Questions to answer:
- A) Reproduce the passage of the biopsy story between "I immediately called" and "they would call.", inclusive.
- B) Summarize the biopsy story in two sentences.
- C) In the biopsy story, where were the biopsy results sent after the lab could not make a clear diagnosis?

Selected excerpt:
^^^^
I immediately called MD Anderson, and they explained with that diagnosis I needed a needle biopsy. Being so far from home, I felt in my heart I could get the same thing done and stay closer to my family. I was able to get an appointment with an amazing surgeon. He explained there was no reason to have the fibroadenoma in my breast, and his advice was to do a biopsy to remove them completely for piece of mind. Amen! My husband agreed, so we were able to schedule the surgery the very next week, and it would soon be over with.
My surgeon went to talk to my mom and sister in law following the surgery. Being a nurse of over 35yrs my mom had a feeling things didn’t go as expected. He explained that they were sending the biopsy’s off, but he confirmed clear margins. As soon as they had the results they would call.
Because of the location of the incision on the right side I ended up getting a little infection from rubbing under my arm. I went to have it checked, and the results weren’t in yet, but not to worry they took time to process. I should have them at my next check up.
My infection was cleared up, but my doctor explained the biopsy results were questionable. The lab was unable to make a clear diagnosis, and they were being sent to MD Anderson for further testing. I was going to be waiting even longer for the results.
^^^^
Extracted material:
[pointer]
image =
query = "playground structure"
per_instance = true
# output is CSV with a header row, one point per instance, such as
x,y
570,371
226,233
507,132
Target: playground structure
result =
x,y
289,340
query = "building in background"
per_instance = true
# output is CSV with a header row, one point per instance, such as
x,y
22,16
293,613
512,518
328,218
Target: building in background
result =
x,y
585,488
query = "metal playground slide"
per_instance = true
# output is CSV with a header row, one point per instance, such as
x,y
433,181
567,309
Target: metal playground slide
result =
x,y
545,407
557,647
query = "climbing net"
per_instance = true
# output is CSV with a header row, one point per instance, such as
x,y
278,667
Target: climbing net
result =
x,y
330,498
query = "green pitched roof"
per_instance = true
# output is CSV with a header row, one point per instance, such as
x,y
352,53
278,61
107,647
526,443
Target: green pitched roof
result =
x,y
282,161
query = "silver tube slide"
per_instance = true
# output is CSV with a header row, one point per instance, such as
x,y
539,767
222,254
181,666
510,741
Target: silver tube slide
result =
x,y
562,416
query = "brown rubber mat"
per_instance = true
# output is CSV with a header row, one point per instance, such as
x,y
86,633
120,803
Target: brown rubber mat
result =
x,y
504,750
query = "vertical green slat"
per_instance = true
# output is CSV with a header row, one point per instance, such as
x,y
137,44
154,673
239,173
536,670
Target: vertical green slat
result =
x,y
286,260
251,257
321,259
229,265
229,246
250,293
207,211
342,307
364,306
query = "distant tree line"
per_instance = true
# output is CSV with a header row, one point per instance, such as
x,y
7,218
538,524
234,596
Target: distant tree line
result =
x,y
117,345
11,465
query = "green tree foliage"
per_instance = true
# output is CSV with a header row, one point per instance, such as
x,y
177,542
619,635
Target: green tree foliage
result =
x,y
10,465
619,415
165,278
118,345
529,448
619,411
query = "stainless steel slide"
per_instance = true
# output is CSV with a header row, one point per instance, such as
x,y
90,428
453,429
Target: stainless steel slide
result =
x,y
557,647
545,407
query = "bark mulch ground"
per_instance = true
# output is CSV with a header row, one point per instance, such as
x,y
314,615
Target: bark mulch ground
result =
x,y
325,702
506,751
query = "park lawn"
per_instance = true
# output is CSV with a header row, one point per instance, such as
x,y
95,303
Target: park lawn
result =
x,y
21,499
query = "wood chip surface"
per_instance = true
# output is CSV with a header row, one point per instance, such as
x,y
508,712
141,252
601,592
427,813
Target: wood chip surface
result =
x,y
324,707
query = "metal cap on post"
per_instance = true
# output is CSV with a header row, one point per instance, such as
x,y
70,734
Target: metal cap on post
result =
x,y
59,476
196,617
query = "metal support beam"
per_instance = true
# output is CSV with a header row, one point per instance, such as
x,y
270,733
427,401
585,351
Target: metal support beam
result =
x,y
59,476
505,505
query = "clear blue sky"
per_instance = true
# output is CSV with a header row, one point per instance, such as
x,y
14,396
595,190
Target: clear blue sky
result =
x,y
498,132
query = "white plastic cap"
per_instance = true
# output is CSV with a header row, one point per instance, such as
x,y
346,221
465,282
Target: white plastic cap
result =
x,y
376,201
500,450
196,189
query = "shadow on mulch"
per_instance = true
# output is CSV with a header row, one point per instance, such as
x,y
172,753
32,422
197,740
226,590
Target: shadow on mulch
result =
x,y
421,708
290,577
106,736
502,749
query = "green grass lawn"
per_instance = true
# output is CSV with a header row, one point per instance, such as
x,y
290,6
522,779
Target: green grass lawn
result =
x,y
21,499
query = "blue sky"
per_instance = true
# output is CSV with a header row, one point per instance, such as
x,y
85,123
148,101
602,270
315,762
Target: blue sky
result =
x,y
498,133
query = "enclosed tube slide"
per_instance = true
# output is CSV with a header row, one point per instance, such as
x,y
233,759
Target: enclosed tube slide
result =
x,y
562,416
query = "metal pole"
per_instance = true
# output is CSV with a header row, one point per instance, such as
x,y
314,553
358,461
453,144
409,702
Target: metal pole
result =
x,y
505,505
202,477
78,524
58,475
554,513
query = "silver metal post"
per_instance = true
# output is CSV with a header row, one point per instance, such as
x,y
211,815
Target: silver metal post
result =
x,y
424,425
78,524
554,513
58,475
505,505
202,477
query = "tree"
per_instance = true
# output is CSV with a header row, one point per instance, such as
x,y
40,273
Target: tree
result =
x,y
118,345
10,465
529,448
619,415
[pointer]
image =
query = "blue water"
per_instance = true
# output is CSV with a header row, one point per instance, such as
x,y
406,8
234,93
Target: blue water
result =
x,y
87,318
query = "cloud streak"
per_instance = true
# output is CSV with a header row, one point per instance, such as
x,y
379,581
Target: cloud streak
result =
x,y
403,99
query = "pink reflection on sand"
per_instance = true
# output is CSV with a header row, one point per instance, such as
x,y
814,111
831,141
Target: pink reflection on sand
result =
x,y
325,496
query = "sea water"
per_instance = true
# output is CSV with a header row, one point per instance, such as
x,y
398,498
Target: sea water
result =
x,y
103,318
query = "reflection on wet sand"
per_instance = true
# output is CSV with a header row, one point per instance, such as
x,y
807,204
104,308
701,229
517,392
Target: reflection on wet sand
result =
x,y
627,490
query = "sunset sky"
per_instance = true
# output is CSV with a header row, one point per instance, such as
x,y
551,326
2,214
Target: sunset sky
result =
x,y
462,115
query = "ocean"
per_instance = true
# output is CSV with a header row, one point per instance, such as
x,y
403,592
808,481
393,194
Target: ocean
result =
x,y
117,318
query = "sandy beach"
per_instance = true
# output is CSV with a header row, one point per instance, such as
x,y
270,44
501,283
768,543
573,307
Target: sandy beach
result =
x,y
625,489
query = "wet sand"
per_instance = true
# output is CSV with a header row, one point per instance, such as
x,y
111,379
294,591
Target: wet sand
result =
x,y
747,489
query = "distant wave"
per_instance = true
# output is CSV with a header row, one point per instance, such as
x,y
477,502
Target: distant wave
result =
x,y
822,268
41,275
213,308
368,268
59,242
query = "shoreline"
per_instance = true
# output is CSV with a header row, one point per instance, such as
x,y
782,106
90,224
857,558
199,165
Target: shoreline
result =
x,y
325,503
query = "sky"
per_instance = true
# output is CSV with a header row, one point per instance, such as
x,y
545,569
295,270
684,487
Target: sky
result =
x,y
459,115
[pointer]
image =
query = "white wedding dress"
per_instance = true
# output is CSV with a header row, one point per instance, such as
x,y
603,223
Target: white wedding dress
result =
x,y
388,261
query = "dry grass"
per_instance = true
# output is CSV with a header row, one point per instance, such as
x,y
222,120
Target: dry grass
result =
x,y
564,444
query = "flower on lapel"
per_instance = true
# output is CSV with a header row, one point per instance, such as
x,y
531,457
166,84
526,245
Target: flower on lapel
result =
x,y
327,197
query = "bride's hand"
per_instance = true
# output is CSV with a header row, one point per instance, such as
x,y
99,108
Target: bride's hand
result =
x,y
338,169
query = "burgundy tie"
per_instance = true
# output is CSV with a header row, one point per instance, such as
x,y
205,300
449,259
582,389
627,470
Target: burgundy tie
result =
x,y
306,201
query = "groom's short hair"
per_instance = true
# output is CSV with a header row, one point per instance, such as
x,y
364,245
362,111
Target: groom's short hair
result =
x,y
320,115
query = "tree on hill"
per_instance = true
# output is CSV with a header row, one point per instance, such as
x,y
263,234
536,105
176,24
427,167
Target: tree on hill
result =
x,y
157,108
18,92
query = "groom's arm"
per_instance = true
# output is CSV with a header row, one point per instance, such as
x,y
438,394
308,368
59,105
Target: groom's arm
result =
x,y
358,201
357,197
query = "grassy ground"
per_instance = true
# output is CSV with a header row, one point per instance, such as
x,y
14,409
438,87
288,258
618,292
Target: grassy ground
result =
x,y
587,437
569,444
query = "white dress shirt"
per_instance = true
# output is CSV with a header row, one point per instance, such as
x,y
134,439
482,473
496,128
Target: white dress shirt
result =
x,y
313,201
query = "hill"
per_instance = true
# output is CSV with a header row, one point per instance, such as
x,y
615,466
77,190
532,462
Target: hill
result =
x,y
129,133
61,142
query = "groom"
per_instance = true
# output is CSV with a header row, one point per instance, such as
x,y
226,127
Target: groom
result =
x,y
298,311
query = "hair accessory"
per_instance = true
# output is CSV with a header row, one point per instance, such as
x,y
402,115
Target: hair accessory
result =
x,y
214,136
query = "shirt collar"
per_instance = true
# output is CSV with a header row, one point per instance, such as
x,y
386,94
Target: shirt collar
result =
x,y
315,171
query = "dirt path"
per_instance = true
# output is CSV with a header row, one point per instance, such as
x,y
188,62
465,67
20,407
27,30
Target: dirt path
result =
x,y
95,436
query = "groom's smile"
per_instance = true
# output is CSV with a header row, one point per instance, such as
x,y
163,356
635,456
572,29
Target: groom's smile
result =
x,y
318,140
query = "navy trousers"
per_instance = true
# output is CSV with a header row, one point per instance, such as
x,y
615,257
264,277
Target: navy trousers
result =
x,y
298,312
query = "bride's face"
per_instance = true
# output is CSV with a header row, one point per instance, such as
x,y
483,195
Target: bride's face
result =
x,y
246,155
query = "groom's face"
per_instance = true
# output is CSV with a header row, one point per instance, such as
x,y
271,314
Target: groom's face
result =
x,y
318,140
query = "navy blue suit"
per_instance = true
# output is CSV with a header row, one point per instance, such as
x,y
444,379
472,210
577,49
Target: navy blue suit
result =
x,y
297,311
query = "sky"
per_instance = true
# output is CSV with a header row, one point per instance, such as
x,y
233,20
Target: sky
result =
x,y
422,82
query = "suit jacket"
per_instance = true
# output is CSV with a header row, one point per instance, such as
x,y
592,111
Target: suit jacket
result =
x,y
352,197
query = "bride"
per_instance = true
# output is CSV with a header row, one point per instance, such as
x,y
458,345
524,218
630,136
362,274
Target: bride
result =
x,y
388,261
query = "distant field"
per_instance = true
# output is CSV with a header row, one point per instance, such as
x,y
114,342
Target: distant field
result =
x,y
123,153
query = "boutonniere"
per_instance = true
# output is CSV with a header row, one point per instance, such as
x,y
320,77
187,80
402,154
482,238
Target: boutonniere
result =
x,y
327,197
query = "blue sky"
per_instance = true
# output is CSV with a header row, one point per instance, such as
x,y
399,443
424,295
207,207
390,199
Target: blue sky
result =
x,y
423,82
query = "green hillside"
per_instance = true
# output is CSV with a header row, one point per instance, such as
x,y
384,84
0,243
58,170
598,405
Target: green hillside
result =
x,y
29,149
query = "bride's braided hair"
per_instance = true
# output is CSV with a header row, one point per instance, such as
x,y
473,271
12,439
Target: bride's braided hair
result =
^^^^
Solutions in order:
- A)
I immediately called MD Anderson, and they explained with that diagnosis I needed a needle biopsy. Being so far from home, I felt in my heart I could get the same thing done and stay closer to my family. I was able to get an appointment with an amazing surgeon. He explained there was no reason to have the fibroadenoma in my breast, and his advice was to do a biopsy to remove them completely for piece of mind. Amen! My husband agreed, so we were able to schedule the surgery the very next week, and it would soon be over with.
My surgeon went to talk to my mom and sister in law following the surgery. Being a nurse of over 35yrs my mom had a feeling things didn’t go as expected. He explained that they were sending the biopsy’s off, but he confirmed clear margins. As soon as they had the results they would call.

- B) After being told by MD Anderson that a needle biopsy was needed, the writer chose a surgeon closer to home, who removed the fibroadenoma the following week and confirmed clear margins. A small infection near the incision later cleared up, but the biopsy results were questionable and were sent to MD Anderson for further testing.

- C) They were sent to MD Anderson for further testing.